> Data to process
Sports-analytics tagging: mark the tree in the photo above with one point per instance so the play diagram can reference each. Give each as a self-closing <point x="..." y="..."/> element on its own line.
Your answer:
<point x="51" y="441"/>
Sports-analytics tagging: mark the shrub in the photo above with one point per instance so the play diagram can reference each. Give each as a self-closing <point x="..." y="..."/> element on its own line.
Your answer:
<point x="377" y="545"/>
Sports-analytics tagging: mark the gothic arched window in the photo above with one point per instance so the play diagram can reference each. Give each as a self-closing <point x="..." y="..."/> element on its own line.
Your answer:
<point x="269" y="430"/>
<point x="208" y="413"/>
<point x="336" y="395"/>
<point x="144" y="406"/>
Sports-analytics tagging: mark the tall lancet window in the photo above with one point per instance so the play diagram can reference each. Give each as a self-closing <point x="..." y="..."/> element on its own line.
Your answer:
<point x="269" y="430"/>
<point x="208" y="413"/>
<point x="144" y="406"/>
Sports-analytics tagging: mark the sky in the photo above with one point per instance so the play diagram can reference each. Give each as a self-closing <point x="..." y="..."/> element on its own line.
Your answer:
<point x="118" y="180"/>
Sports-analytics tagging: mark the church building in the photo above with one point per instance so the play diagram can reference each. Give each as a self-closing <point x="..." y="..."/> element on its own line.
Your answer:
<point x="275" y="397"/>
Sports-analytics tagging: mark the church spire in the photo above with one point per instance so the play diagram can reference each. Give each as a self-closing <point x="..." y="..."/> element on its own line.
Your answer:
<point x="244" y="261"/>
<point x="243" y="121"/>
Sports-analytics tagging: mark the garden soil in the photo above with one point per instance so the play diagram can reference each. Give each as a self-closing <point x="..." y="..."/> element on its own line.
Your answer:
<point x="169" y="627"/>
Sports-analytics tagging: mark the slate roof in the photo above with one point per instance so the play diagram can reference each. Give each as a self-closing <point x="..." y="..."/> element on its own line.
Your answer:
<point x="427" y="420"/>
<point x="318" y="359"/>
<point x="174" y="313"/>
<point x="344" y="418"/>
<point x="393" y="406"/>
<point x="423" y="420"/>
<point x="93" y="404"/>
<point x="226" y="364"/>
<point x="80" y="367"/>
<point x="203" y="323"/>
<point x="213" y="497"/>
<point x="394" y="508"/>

==

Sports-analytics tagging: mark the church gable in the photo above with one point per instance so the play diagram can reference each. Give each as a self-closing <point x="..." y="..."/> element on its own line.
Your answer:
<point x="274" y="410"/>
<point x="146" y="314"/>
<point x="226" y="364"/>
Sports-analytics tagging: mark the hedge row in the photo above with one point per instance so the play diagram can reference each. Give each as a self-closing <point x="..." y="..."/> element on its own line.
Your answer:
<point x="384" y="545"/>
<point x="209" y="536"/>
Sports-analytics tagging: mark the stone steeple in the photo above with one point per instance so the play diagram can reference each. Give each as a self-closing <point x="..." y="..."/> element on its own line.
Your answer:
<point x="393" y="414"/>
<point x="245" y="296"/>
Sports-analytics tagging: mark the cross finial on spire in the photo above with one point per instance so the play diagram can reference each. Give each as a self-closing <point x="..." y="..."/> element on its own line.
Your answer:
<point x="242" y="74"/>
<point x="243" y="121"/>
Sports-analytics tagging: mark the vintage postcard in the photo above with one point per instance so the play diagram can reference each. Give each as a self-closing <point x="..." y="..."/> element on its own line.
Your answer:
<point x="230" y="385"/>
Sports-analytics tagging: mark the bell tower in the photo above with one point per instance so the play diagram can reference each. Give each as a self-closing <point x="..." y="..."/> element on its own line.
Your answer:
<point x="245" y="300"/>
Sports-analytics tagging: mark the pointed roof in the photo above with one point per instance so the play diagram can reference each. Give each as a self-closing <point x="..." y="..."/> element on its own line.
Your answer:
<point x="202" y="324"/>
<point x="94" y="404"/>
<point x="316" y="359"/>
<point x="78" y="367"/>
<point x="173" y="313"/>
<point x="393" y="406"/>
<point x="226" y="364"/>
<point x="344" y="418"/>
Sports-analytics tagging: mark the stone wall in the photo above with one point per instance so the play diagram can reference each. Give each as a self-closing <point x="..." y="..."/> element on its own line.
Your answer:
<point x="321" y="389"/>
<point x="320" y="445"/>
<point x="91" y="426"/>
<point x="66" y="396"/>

> Exercise task
How many of the lines above contain the word "church"? Reply with the number only.

> Full answer
3